## START Data supplied
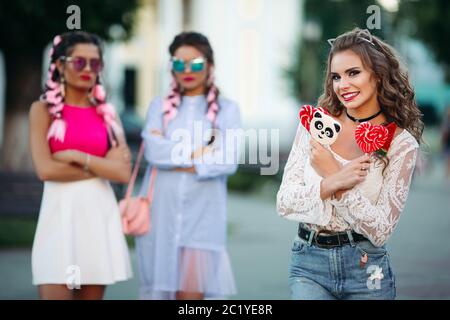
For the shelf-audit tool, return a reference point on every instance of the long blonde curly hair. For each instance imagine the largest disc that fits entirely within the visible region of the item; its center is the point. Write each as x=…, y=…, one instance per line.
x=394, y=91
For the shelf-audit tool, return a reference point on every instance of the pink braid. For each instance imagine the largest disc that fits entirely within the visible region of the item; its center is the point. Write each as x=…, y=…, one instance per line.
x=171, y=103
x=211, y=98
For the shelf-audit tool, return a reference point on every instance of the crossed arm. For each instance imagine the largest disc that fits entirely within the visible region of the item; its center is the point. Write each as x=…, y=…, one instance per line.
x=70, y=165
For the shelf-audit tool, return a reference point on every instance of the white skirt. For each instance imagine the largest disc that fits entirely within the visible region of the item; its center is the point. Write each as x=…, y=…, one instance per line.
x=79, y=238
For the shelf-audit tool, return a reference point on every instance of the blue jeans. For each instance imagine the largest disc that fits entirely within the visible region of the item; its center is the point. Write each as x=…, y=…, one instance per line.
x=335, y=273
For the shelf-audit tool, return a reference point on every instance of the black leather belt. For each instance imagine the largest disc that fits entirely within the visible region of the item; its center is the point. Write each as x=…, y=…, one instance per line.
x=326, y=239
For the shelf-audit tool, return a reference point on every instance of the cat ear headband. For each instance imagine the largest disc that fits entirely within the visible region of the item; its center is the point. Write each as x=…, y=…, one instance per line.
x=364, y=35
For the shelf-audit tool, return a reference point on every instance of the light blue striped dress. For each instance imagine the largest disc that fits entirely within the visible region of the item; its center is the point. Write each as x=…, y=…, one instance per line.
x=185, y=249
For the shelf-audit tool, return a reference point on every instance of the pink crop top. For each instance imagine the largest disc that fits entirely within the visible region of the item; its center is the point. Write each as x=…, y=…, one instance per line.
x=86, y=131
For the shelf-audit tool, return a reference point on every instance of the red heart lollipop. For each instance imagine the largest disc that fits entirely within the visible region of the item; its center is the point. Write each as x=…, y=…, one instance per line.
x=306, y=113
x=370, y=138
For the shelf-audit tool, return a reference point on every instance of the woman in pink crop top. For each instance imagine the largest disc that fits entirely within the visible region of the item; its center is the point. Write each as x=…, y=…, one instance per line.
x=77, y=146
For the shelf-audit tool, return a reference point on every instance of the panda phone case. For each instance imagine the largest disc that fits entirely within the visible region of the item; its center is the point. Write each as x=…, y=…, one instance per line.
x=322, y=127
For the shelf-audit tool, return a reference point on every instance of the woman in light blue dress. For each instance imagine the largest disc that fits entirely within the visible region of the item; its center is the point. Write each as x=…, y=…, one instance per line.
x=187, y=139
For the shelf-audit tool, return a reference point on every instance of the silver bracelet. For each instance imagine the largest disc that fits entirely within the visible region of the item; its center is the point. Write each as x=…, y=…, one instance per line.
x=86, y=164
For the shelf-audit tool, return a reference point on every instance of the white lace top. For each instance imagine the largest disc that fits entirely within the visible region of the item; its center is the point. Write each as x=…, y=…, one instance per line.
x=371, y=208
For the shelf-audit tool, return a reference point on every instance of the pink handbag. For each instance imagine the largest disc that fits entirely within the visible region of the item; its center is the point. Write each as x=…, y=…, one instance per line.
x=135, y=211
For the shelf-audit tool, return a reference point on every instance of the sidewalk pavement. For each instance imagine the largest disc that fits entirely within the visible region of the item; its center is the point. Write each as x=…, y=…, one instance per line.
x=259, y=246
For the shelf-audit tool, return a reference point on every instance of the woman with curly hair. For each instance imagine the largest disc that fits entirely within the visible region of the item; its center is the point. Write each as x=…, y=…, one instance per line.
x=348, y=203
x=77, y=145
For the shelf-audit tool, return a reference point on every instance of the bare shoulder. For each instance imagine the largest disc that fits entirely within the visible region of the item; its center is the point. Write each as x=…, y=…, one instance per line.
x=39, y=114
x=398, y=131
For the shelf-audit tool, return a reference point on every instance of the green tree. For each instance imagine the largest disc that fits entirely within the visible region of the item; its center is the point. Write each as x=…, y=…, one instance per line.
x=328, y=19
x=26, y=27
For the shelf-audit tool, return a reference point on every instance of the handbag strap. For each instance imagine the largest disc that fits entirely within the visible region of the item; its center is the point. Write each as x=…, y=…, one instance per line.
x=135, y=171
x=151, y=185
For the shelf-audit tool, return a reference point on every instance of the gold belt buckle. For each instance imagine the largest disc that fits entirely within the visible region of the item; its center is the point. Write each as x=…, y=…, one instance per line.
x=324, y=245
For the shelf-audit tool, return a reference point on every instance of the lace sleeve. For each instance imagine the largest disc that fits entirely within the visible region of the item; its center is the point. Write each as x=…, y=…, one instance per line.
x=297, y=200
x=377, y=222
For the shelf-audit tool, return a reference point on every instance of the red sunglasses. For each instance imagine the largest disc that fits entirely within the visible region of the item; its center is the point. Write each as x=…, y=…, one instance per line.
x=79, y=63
## END Data supplied
What is expected: Pictures are not part of the copy; output everything else in the records exactly.

Response to this task:
For the shelf-audit tool, return a reference point on every instance of the long blonde curly hair. For each instance imagine the largest disc that fits entirely within the visible region of the item; its center is the point. Write each as x=…, y=…, one instance per line.
x=394, y=91
For the shelf-audit tool, return a reference point on every instance of the pink braid. For each instance imagine the largest disc that fits entirely within the visible region of the item; its center is the point. Write each as x=…, y=…, one instance per line.
x=171, y=103
x=211, y=98
For the shelf-audit tool, return a reference point on every instance of the crossed arm. For each instance imagine the largest disc that fits entirely within the visible region of the item; its center is the point. Write each as x=…, y=…, one instance per line.
x=70, y=165
For the shelf-audit tool, return a reference point on every instance of the white skirt. For each instance imagine the largest disc that fits entirely within the visible region of the item; its center is the point. Write each as x=…, y=…, one instance per line.
x=79, y=238
For the shelf-audit tool, return a reference point on every instance of the blue jeans. For each instance imagine the largest disc that fits entirely within the visible region of the item; its center is the point. Write each as x=…, y=…, one instance per line.
x=335, y=273
For the shelf-audit tool, return a reference point on every instance of the black leather belt. For each instance imagine the largest disc that fits entirely within the visible region of the item; its center is the point. Write each as x=…, y=…, one instance per line.
x=326, y=239
For the shelf-audit tool, return a reference point on every instance of the cat ear headband. For each instance imagine the largest disc that fits entirely within the visible region of the item; its center is the point. Write each as x=…, y=…, one instance per line.
x=364, y=35
For the shelf-audit tool, return a reference point on every instance of the light blue striped dress. For each instance imagine the largest disc that fits entirely within the visible region of the item; its center is the point. Write each as x=…, y=…, one instance per line.
x=185, y=249
For the shelf-audit tool, return a reference point on every instance of the pink crop top. For each instance imagine the largest disc that fits entirely within the visible region of the item; its center is the point. Write each as x=…, y=…, one instance per line.
x=86, y=131
For the shelf-audit tool, return a reference point on every instance of the red heart lollipop. For each instance imagine the largest disc that fits entirely within the visible region of the item; its center is the point. Write each as x=…, y=…, one instance per line.
x=306, y=113
x=370, y=138
For the shelf-audit tool, return a reference point on every instance of the woman in pink crop top. For each instance imagine the largest disc that fits entirely within the visible region of the item; its center is the point. Write each as x=…, y=…, one instance per line.
x=77, y=146
For the shelf-audit tool, return a reference point on every instance of the panda phone case. For each instance imagine the largest disc that fits entirely within the visible region of the item; its center is the point. Write each as x=…, y=…, one instance per line.
x=322, y=127
For the shelf-audit tool, return a reference point on every instance of the woman in light blue dress. For each instance imagine the largest disc that fits entirely within the visible region of the item; its center is the point. Write each as x=…, y=…, one instance per line.
x=187, y=139
For the shelf-audit tool, return a reference point on every instance of the silver bracelet. For each instance imagine the largest disc that fits entirely within the visible region of the item; its center is the point. Write each as x=…, y=…, one instance per line.
x=86, y=164
For the shelf-audit tool, return a reference point on every instance of the white lace top. For each instance imagine the largest disc that fits entirely within the visible region of the item; its center is the point. Write each as x=…, y=…, one instance per line.
x=371, y=208
For the shelf-audit tool, return a reference point on every instance of the pink handbag. For each instance imagine the largest disc that fits entirely within the visible region of the item; its center is the point. Write each as x=…, y=…, one instance per line.
x=135, y=211
For the shelf-audit tool, return a reference point on every instance of the sidewalk pavement. For each instance imagine the largest disc that fits entirely within the visible region of the item; its center is the point. Write each as x=…, y=…, one instance per line.
x=259, y=246
For the shelf-audit tool, return a reference point on every instance of the woman with curly hair. For each instance imagine the largest disc that fits entirely within the visible region of the item; its center is the point. Write each as x=…, y=…, one instance per line.
x=348, y=203
x=77, y=145
For the shelf-audit tool, return a reference point on every instance of the bare shoulder. For each instance imagine the largest disc that fits entirely within the visible region of the item; its center is the point. Write each as x=…, y=…, one instance per line.
x=39, y=114
x=398, y=131
For the shelf-audit tool, return a reference point on every instance of the green tree. For each instance imagine the largest disc that fits entirely within the visible region of the item; its center is the point. Write each as x=…, y=…, one instance per line.
x=328, y=19
x=26, y=27
For the shelf-audit tool, return a reference point on every instance of the handbag strap. For each instance imagine the largest disc that fits entirely within the visible region of the item; its center is the point. Write each as x=…, y=…, one instance per line.
x=135, y=171
x=151, y=185
For the shelf-audit tool, return a reference point on every instance of the gold belt buckle. For each instance imagine the largest disc that fits entirely within the visible region of the item; its center is the point. Write each as x=…, y=…, one instance per line.
x=324, y=245
For the shelf-audit tool, return a reference point on every instance of the lace sleeve. For each instance imagine the largest disc that fits entirely within the visible region of the item; its center is the point. Write each as x=…, y=…, one instance per line.
x=297, y=200
x=377, y=222
For the shelf-audit tool, return a reference point on every instance of the red sunglasses. For each instance imagine the largest disc that fits entirely within the visible region of the item; its center is the point. Write each as x=…, y=…, one instance per line.
x=79, y=63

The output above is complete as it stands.